Input records Start Marker
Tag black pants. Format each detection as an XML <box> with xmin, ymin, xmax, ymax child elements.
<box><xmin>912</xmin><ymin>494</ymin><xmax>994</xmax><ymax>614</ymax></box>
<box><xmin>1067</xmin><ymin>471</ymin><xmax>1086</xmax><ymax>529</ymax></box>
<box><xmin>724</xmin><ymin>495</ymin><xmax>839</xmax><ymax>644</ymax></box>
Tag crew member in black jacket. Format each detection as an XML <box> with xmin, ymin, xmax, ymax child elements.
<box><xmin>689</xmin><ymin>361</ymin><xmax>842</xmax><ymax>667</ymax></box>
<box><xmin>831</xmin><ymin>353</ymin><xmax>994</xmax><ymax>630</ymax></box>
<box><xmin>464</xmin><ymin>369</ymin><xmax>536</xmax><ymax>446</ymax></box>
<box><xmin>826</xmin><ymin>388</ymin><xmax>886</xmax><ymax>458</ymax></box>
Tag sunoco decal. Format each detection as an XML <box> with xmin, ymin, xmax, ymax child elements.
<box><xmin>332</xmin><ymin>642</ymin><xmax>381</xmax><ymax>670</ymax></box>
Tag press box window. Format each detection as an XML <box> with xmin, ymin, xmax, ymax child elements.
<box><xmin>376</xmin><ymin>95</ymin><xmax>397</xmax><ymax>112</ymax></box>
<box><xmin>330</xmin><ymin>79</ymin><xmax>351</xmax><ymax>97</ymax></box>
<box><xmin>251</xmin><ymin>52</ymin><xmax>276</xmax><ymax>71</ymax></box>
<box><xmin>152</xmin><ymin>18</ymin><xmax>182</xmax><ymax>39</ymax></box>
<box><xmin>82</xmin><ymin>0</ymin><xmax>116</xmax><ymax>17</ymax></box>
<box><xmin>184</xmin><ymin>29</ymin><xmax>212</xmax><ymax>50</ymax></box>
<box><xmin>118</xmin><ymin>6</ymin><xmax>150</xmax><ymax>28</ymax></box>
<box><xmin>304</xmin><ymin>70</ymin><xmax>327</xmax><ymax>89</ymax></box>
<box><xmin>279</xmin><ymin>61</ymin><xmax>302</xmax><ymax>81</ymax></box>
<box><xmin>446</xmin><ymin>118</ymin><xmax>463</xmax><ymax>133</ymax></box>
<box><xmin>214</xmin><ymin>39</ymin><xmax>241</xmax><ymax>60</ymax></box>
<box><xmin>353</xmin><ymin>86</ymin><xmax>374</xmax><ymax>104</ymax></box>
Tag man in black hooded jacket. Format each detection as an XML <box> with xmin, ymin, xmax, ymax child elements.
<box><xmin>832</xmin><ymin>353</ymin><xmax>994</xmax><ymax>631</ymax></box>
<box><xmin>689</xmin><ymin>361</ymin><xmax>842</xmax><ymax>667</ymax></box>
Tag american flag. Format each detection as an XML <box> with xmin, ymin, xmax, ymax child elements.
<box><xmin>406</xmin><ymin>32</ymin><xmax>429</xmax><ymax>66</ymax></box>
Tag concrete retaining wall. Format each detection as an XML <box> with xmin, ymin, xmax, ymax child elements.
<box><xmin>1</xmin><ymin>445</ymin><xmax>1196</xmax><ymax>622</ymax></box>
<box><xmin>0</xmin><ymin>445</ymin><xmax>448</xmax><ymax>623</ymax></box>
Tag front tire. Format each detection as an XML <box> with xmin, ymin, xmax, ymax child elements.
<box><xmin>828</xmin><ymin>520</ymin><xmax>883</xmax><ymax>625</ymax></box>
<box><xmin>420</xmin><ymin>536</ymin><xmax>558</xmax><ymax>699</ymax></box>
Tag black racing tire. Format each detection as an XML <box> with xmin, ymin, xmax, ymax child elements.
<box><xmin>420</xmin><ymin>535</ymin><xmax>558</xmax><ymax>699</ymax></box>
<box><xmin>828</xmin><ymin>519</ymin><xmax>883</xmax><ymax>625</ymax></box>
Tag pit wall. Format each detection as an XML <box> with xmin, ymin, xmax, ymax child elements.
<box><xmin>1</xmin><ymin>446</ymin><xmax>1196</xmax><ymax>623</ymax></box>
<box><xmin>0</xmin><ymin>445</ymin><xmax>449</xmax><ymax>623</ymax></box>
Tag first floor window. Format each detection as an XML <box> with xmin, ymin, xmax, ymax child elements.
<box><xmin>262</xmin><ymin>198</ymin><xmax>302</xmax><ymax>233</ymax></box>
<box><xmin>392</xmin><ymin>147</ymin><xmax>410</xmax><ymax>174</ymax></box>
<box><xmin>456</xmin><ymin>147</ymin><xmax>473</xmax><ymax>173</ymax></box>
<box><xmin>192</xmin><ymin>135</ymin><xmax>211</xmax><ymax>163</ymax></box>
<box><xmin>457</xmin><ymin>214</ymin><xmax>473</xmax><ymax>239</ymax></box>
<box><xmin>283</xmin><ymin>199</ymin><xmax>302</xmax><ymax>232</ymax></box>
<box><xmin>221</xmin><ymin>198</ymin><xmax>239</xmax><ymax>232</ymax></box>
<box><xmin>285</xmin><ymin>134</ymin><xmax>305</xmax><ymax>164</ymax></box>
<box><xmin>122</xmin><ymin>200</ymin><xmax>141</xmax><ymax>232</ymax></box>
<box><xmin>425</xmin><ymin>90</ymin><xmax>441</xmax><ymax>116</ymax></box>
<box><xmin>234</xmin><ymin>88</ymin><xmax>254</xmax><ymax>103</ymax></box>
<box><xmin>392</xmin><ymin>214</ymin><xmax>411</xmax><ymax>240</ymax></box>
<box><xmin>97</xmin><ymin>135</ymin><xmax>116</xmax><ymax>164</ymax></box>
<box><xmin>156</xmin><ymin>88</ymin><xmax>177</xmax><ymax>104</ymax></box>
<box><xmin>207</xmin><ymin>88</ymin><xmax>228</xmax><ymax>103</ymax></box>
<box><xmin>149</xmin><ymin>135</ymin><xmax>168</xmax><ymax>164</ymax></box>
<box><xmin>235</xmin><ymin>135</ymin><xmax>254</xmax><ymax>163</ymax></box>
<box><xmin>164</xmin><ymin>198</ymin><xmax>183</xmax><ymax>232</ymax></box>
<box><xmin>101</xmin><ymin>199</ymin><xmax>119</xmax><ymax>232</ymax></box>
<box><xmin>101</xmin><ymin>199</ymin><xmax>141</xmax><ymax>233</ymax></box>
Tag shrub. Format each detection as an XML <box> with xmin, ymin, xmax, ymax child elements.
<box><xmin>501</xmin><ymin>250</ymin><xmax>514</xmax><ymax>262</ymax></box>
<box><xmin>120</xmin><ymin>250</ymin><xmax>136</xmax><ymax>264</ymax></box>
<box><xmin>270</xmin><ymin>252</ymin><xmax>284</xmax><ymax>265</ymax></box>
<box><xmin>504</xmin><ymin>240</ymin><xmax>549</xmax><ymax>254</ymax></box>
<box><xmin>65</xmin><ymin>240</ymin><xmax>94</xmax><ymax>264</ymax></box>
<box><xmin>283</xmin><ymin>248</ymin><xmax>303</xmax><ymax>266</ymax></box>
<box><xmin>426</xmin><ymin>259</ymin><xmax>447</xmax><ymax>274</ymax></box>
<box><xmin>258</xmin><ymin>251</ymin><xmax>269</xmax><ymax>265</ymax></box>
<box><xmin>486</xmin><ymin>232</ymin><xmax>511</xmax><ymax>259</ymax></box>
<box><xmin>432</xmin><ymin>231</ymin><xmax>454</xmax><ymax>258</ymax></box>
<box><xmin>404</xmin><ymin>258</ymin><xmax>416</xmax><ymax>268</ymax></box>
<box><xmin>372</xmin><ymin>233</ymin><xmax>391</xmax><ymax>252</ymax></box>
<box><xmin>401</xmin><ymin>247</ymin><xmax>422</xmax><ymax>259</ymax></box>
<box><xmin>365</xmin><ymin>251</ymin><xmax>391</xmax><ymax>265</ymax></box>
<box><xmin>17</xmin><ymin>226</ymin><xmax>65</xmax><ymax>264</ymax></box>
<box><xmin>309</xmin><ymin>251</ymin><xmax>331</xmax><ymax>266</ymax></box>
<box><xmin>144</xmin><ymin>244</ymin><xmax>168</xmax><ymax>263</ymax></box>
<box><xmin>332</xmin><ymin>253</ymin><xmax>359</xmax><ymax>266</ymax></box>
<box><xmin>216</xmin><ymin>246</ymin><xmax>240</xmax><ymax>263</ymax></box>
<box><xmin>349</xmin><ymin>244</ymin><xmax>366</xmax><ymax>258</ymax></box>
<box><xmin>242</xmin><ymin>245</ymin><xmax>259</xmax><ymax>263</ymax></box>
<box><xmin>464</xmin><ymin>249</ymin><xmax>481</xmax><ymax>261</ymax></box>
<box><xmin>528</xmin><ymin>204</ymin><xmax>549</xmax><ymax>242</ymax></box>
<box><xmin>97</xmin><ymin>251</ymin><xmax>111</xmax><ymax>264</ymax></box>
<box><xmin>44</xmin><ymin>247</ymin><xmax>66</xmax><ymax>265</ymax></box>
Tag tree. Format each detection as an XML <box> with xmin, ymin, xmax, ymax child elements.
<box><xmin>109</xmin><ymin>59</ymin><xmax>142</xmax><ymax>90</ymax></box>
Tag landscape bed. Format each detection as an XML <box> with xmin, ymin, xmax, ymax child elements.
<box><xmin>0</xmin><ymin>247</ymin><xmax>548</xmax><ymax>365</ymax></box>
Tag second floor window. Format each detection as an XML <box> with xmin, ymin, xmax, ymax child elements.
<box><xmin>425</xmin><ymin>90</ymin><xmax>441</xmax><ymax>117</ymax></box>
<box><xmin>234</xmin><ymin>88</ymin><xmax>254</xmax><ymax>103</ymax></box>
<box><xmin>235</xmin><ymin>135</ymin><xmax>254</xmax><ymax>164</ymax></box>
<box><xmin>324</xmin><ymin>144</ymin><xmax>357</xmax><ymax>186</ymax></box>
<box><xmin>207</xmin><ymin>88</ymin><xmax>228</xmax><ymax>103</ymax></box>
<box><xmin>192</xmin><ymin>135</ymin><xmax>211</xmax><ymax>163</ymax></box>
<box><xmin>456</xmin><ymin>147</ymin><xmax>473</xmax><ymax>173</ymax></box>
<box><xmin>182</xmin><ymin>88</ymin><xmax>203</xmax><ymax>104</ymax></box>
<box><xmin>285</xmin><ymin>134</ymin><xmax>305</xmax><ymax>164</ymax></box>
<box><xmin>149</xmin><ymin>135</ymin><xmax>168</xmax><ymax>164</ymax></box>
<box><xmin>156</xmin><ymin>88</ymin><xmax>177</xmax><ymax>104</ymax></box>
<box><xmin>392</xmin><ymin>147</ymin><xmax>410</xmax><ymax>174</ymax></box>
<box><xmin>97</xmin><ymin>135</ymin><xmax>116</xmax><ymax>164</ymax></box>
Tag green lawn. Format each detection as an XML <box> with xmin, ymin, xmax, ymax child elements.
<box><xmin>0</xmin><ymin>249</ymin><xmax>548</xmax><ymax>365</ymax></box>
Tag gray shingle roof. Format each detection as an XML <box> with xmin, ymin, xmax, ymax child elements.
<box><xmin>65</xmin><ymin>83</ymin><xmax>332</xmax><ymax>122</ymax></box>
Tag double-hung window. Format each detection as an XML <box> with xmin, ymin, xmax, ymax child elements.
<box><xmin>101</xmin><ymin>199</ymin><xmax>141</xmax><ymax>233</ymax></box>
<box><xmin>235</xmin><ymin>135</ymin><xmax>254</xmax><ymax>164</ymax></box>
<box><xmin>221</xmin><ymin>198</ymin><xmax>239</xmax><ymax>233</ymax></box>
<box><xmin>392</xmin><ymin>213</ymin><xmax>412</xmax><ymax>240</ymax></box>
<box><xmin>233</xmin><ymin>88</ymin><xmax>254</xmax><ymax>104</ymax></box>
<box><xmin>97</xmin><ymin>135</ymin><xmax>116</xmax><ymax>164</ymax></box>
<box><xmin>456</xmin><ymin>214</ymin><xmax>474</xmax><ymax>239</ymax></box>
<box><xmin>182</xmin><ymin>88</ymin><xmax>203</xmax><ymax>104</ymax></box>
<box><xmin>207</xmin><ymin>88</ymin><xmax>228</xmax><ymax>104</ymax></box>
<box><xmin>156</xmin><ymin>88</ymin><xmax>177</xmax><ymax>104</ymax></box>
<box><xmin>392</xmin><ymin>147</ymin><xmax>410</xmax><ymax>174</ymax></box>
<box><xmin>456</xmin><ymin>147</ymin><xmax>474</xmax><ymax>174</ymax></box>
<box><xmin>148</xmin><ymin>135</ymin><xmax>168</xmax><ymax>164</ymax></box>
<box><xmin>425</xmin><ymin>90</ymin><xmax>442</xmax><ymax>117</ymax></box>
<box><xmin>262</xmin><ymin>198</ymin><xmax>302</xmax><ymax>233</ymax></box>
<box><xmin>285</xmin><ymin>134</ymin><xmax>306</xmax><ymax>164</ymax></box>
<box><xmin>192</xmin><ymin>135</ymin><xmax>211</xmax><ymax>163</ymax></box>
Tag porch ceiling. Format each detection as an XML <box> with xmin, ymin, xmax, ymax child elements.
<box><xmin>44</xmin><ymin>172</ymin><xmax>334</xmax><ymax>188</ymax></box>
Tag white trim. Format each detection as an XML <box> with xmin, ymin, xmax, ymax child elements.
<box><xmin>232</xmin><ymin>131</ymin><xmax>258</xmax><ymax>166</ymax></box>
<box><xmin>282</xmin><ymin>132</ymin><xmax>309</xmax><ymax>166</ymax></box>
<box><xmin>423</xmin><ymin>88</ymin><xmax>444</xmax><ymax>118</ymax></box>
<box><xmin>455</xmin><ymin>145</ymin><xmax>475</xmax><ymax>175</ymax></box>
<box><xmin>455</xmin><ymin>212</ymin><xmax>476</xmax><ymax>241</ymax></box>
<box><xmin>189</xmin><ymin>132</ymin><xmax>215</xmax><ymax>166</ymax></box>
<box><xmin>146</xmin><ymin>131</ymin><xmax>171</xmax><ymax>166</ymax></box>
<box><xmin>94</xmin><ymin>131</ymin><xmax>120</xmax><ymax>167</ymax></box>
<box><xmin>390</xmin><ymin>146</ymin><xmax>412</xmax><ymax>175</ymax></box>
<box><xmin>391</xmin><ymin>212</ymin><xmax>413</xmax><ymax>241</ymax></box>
Input records End Marker
*Exercise instructions:* Leaving out all lines before the one containing "Tag white trim.", copy that line and the rest through the end of the listing above exactly.

*Solution to this problem:*
Tag white trim. Format each detection as an XML <box> with xmin, ymin, xmax, ymax child elements.
<box><xmin>232</xmin><ymin>131</ymin><xmax>258</xmax><ymax>166</ymax></box>
<box><xmin>282</xmin><ymin>132</ymin><xmax>309</xmax><ymax>166</ymax></box>
<box><xmin>423</xmin><ymin>88</ymin><xmax>444</xmax><ymax>118</ymax></box>
<box><xmin>455</xmin><ymin>145</ymin><xmax>475</xmax><ymax>175</ymax></box>
<box><xmin>455</xmin><ymin>212</ymin><xmax>476</xmax><ymax>241</ymax></box>
<box><xmin>189</xmin><ymin>132</ymin><xmax>215</xmax><ymax>166</ymax></box>
<box><xmin>146</xmin><ymin>131</ymin><xmax>171</xmax><ymax>166</ymax></box>
<box><xmin>94</xmin><ymin>131</ymin><xmax>120</xmax><ymax>167</ymax></box>
<box><xmin>390</xmin><ymin>146</ymin><xmax>412</xmax><ymax>175</ymax></box>
<box><xmin>391</xmin><ymin>212</ymin><xmax>413</xmax><ymax>241</ymax></box>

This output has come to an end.